- **Job**
Count the lines in the items below that contain the string "green", matching case exactly, and give only the number.

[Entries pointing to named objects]
----

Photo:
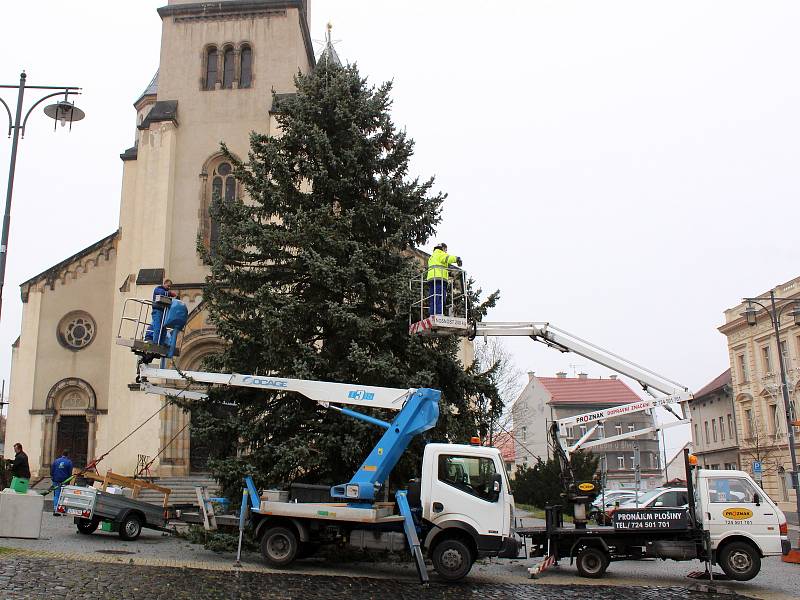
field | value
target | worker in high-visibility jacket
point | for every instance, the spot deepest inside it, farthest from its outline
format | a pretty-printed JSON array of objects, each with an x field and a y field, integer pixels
[{"x": 437, "y": 274}]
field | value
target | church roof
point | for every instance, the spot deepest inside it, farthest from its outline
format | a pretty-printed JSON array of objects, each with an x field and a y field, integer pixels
[{"x": 151, "y": 89}]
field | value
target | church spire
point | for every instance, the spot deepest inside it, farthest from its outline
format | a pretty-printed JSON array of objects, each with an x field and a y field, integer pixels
[{"x": 329, "y": 53}]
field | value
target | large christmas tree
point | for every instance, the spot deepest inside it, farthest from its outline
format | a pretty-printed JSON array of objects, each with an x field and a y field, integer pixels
[{"x": 310, "y": 279}]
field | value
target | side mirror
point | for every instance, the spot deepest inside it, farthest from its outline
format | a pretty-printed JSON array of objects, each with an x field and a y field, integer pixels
[{"x": 495, "y": 486}]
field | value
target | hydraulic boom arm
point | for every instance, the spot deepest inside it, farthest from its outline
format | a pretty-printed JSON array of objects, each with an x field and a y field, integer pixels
[{"x": 419, "y": 411}]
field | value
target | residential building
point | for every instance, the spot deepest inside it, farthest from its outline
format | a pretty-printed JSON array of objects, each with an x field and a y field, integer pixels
[
  {"x": 675, "y": 473},
  {"x": 760, "y": 413},
  {"x": 504, "y": 442},
  {"x": 219, "y": 65},
  {"x": 545, "y": 399},
  {"x": 714, "y": 434}
]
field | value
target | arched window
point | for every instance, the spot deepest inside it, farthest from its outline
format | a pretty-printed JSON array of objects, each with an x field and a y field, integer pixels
[
  {"x": 246, "y": 68},
  {"x": 211, "y": 68},
  {"x": 223, "y": 189},
  {"x": 229, "y": 69}
]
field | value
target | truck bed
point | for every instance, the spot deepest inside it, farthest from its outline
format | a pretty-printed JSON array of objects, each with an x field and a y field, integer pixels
[{"x": 380, "y": 513}]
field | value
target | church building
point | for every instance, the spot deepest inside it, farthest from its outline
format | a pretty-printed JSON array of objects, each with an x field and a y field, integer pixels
[{"x": 220, "y": 63}]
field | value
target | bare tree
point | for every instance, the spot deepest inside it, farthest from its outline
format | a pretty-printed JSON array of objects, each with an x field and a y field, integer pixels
[{"x": 493, "y": 357}]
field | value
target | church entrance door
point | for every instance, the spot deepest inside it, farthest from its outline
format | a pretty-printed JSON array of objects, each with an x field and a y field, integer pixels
[{"x": 73, "y": 435}]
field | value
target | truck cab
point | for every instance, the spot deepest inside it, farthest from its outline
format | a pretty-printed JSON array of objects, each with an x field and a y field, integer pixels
[
  {"x": 467, "y": 507},
  {"x": 744, "y": 523}
]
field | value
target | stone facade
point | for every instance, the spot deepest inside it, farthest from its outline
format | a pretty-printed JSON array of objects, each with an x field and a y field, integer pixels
[
  {"x": 757, "y": 397},
  {"x": 546, "y": 399},
  {"x": 219, "y": 65},
  {"x": 714, "y": 432}
]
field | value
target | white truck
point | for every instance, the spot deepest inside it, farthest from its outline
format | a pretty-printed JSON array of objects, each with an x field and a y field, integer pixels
[{"x": 729, "y": 521}]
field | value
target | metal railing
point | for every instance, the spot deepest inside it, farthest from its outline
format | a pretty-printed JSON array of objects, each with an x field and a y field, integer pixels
[
  {"x": 136, "y": 320},
  {"x": 455, "y": 302}
]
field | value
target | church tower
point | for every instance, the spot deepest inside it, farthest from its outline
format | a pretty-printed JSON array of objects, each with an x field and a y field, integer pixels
[{"x": 219, "y": 65}]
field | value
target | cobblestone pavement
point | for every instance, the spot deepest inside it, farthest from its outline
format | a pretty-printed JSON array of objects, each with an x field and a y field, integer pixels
[
  {"x": 25, "y": 577},
  {"x": 60, "y": 543}
]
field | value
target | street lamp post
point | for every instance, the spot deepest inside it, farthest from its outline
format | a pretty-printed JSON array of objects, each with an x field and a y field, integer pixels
[
  {"x": 62, "y": 111},
  {"x": 775, "y": 312}
]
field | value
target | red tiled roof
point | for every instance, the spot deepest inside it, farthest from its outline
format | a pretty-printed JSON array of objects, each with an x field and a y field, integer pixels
[
  {"x": 505, "y": 443},
  {"x": 722, "y": 380},
  {"x": 566, "y": 390}
]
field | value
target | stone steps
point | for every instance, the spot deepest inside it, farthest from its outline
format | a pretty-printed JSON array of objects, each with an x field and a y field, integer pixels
[{"x": 182, "y": 490}]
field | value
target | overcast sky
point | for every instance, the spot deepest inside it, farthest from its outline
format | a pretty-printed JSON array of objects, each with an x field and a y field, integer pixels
[{"x": 625, "y": 170}]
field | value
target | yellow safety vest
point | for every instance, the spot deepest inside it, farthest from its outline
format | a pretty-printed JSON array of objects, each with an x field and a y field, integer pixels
[{"x": 438, "y": 263}]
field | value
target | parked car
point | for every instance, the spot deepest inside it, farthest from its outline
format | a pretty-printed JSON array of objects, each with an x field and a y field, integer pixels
[
  {"x": 609, "y": 499},
  {"x": 657, "y": 498}
]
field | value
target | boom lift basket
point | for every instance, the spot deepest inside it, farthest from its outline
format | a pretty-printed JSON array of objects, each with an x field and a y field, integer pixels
[
  {"x": 145, "y": 338},
  {"x": 425, "y": 317}
]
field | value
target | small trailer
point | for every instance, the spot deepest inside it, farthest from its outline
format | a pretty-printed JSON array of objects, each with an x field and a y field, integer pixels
[{"x": 93, "y": 508}]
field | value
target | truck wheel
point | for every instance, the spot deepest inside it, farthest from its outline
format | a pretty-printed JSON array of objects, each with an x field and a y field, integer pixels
[
  {"x": 452, "y": 559},
  {"x": 592, "y": 562},
  {"x": 87, "y": 526},
  {"x": 740, "y": 561},
  {"x": 307, "y": 549},
  {"x": 130, "y": 528},
  {"x": 279, "y": 546}
]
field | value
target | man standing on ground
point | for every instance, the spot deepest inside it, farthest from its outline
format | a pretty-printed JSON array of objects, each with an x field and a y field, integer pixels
[
  {"x": 60, "y": 471},
  {"x": 438, "y": 265},
  {"x": 20, "y": 467}
]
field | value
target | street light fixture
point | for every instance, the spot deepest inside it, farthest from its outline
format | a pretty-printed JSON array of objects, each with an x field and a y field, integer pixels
[
  {"x": 62, "y": 111},
  {"x": 796, "y": 313},
  {"x": 750, "y": 313},
  {"x": 775, "y": 312}
]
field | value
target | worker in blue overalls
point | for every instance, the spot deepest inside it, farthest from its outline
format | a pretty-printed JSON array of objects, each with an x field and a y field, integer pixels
[
  {"x": 60, "y": 471},
  {"x": 157, "y": 315}
]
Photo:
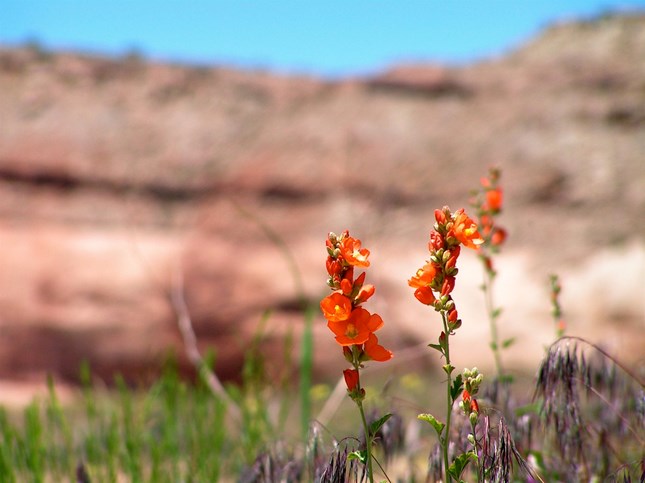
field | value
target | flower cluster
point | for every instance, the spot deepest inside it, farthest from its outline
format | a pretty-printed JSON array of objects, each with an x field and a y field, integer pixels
[
  {"x": 434, "y": 282},
  {"x": 353, "y": 326},
  {"x": 488, "y": 203},
  {"x": 472, "y": 379}
]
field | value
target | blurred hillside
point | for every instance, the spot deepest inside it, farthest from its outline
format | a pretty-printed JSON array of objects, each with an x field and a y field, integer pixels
[{"x": 114, "y": 173}]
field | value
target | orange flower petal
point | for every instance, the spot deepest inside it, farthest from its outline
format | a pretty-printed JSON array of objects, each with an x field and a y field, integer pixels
[
  {"x": 423, "y": 277},
  {"x": 351, "y": 378},
  {"x": 336, "y": 307},
  {"x": 354, "y": 330},
  {"x": 353, "y": 254},
  {"x": 465, "y": 230}
]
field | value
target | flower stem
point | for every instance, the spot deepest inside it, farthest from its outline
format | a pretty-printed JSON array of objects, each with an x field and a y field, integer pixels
[
  {"x": 487, "y": 287},
  {"x": 368, "y": 442},
  {"x": 446, "y": 439}
]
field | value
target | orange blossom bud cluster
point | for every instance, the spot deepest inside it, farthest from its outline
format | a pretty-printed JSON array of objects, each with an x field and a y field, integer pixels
[
  {"x": 353, "y": 326},
  {"x": 434, "y": 282}
]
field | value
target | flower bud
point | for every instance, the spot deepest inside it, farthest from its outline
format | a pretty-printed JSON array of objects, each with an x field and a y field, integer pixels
[
  {"x": 351, "y": 379},
  {"x": 448, "y": 285},
  {"x": 425, "y": 295},
  {"x": 474, "y": 416}
]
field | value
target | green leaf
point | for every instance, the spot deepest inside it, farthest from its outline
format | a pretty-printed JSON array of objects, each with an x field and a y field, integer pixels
[
  {"x": 459, "y": 464},
  {"x": 358, "y": 455},
  {"x": 532, "y": 408},
  {"x": 436, "y": 347},
  {"x": 508, "y": 342},
  {"x": 429, "y": 418},
  {"x": 457, "y": 387},
  {"x": 376, "y": 425},
  {"x": 448, "y": 368}
]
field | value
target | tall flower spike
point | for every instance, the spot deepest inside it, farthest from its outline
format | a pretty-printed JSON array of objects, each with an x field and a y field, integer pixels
[{"x": 352, "y": 325}]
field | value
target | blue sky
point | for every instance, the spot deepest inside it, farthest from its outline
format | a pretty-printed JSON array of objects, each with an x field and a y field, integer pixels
[{"x": 329, "y": 38}]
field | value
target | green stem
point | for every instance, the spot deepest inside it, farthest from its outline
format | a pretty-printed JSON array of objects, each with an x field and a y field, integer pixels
[
  {"x": 473, "y": 427},
  {"x": 368, "y": 441},
  {"x": 446, "y": 439},
  {"x": 490, "y": 310}
]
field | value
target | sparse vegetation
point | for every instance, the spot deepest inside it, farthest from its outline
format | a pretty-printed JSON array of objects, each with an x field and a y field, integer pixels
[{"x": 585, "y": 421}]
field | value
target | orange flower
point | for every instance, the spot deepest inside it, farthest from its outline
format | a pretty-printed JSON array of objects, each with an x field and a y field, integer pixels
[
  {"x": 351, "y": 378},
  {"x": 353, "y": 254},
  {"x": 465, "y": 230},
  {"x": 365, "y": 293},
  {"x": 423, "y": 277},
  {"x": 357, "y": 328},
  {"x": 498, "y": 237},
  {"x": 494, "y": 199},
  {"x": 336, "y": 307},
  {"x": 425, "y": 295},
  {"x": 375, "y": 351}
]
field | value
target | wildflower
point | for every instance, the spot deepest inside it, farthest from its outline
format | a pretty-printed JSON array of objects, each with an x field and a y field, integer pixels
[
  {"x": 336, "y": 307},
  {"x": 423, "y": 277},
  {"x": 465, "y": 230},
  {"x": 353, "y": 253},
  {"x": 352, "y": 325},
  {"x": 494, "y": 199},
  {"x": 351, "y": 379},
  {"x": 357, "y": 328}
]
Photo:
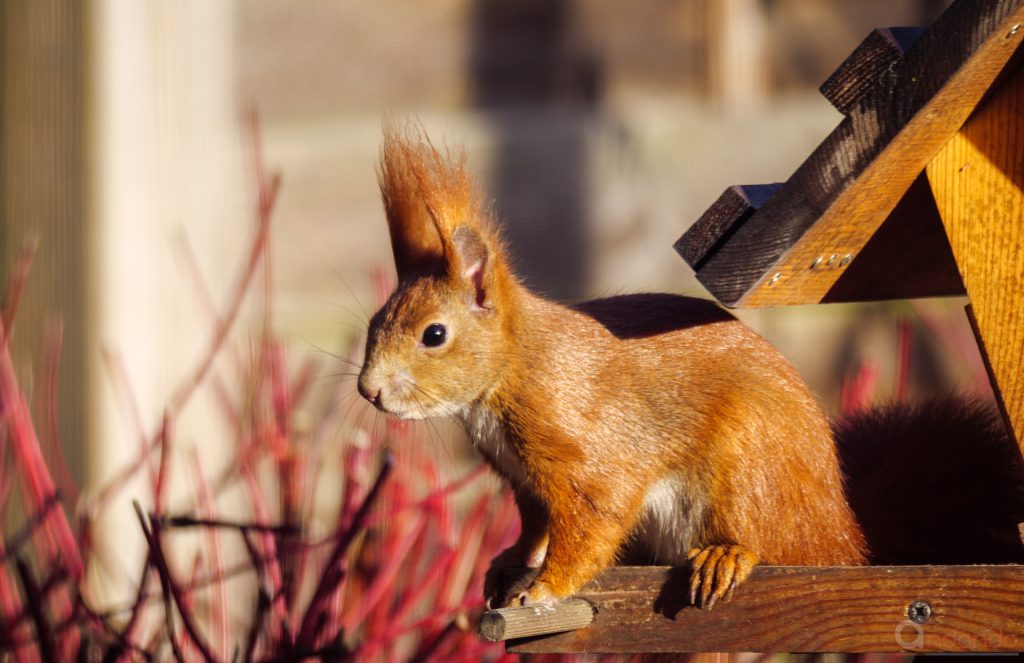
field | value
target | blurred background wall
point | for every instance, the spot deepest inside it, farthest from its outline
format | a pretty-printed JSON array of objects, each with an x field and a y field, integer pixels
[{"x": 600, "y": 130}]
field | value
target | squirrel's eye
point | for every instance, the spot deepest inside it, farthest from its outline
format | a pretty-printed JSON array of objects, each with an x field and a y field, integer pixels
[{"x": 434, "y": 335}]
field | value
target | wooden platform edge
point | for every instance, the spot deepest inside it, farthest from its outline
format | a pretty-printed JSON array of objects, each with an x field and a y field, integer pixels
[{"x": 803, "y": 609}]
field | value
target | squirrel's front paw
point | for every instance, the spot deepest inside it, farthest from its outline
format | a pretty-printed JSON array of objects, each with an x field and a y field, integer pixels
[
  {"x": 717, "y": 571},
  {"x": 499, "y": 591},
  {"x": 539, "y": 593}
]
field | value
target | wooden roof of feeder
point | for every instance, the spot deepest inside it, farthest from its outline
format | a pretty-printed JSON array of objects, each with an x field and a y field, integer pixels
[{"x": 916, "y": 193}]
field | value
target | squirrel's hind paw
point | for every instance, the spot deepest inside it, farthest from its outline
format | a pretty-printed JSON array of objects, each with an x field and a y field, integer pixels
[{"x": 717, "y": 571}]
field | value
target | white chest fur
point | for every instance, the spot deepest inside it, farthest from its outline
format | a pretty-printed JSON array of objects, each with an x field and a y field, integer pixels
[
  {"x": 487, "y": 434},
  {"x": 670, "y": 521}
]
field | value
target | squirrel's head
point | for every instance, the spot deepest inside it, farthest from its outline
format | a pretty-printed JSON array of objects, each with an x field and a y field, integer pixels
[{"x": 437, "y": 344}]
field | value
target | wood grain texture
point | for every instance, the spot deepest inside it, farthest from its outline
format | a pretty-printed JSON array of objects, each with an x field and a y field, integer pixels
[
  {"x": 978, "y": 182},
  {"x": 522, "y": 621},
  {"x": 846, "y": 189},
  {"x": 802, "y": 609},
  {"x": 907, "y": 257},
  {"x": 882, "y": 49},
  {"x": 732, "y": 209}
]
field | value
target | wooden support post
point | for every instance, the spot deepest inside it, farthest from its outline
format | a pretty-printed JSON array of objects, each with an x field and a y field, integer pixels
[
  {"x": 978, "y": 182},
  {"x": 802, "y": 609},
  {"x": 526, "y": 621}
]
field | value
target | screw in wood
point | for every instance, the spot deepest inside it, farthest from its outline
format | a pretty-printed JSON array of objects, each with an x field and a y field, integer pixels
[{"x": 919, "y": 612}]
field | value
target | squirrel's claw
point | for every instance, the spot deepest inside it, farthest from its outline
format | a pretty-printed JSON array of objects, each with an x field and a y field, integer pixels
[
  {"x": 538, "y": 593},
  {"x": 717, "y": 571}
]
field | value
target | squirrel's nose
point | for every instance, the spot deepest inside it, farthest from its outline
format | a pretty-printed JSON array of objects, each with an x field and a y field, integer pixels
[{"x": 370, "y": 391}]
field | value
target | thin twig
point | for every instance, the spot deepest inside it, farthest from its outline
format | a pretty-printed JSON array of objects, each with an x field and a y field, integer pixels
[
  {"x": 170, "y": 586},
  {"x": 35, "y": 601},
  {"x": 334, "y": 571}
]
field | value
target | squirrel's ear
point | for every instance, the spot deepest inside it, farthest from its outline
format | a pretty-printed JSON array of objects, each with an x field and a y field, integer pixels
[
  {"x": 415, "y": 242},
  {"x": 416, "y": 239},
  {"x": 471, "y": 264}
]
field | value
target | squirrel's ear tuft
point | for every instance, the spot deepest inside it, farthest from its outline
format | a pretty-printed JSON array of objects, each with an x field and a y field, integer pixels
[
  {"x": 416, "y": 240},
  {"x": 471, "y": 264},
  {"x": 424, "y": 193}
]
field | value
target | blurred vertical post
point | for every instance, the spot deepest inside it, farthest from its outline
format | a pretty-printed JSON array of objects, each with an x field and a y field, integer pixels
[
  {"x": 41, "y": 193},
  {"x": 165, "y": 163},
  {"x": 737, "y": 74}
]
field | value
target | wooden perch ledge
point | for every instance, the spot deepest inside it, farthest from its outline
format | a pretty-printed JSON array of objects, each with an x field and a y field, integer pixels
[{"x": 788, "y": 609}]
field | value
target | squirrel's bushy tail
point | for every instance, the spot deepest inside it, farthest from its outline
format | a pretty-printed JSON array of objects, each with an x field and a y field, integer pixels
[{"x": 938, "y": 482}]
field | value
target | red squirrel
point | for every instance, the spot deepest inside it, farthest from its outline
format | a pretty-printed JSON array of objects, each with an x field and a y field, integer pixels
[{"x": 647, "y": 426}]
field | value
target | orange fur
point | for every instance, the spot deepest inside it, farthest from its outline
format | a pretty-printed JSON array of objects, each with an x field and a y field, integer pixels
[{"x": 639, "y": 426}]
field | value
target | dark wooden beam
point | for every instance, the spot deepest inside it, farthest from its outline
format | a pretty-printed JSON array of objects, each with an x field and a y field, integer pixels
[
  {"x": 803, "y": 609},
  {"x": 732, "y": 209},
  {"x": 882, "y": 49},
  {"x": 841, "y": 195}
]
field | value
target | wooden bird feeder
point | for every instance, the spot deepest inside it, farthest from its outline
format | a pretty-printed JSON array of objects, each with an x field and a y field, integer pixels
[{"x": 919, "y": 192}]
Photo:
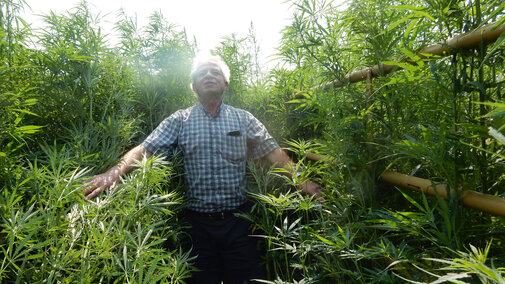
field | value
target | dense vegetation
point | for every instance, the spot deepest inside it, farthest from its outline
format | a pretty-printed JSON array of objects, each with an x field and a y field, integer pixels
[{"x": 72, "y": 104}]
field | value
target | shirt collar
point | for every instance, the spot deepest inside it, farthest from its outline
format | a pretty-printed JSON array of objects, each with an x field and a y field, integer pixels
[{"x": 222, "y": 106}]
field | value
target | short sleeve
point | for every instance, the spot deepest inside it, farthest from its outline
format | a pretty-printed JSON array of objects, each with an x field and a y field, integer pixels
[
  {"x": 259, "y": 141},
  {"x": 163, "y": 140}
]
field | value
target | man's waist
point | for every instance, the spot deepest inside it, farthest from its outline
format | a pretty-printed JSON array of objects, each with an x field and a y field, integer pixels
[{"x": 220, "y": 214}]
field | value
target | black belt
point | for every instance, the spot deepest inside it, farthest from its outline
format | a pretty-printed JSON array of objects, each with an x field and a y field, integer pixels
[{"x": 220, "y": 215}]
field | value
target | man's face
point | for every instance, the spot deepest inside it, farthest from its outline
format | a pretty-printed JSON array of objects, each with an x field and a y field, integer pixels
[{"x": 209, "y": 81}]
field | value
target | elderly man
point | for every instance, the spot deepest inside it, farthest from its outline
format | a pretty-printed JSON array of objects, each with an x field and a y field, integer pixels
[{"x": 215, "y": 140}]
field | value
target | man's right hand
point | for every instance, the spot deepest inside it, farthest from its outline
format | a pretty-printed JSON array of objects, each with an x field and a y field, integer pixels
[
  {"x": 104, "y": 181},
  {"x": 101, "y": 182}
]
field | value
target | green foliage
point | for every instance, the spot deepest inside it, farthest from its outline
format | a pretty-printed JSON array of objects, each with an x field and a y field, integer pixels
[{"x": 71, "y": 105}]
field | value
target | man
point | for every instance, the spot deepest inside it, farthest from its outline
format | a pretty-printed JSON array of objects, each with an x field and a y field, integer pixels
[{"x": 215, "y": 140}]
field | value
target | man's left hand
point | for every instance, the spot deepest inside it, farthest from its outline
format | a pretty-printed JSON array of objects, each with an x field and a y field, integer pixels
[{"x": 313, "y": 189}]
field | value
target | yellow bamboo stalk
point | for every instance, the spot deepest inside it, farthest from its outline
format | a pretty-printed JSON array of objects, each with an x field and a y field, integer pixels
[
  {"x": 484, "y": 202},
  {"x": 469, "y": 40}
]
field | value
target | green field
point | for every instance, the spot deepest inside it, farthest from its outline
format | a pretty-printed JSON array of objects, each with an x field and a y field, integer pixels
[{"x": 71, "y": 104}]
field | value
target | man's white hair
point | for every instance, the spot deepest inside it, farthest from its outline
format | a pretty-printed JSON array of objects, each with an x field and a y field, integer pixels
[{"x": 203, "y": 58}]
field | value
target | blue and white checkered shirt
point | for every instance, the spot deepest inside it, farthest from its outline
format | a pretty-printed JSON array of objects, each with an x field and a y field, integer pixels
[{"x": 215, "y": 152}]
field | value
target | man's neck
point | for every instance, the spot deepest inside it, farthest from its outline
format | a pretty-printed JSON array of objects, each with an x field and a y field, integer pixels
[{"x": 212, "y": 105}]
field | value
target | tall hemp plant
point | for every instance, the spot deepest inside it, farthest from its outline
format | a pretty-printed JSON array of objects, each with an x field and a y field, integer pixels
[{"x": 426, "y": 119}]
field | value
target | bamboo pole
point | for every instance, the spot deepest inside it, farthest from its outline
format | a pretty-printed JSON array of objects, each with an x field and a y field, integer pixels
[
  {"x": 484, "y": 202},
  {"x": 469, "y": 40}
]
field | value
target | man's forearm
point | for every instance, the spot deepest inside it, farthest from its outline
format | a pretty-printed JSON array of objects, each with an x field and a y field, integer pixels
[
  {"x": 128, "y": 160},
  {"x": 104, "y": 181}
]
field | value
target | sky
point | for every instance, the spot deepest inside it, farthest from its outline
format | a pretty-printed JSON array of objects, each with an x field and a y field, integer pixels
[{"x": 207, "y": 20}]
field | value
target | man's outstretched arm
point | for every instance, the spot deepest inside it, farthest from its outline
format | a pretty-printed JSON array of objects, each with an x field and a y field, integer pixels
[
  {"x": 107, "y": 179},
  {"x": 282, "y": 160}
]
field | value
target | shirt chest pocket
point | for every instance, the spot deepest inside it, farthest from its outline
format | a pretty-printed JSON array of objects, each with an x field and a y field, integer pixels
[{"x": 234, "y": 146}]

----

- **Exercise answer**
4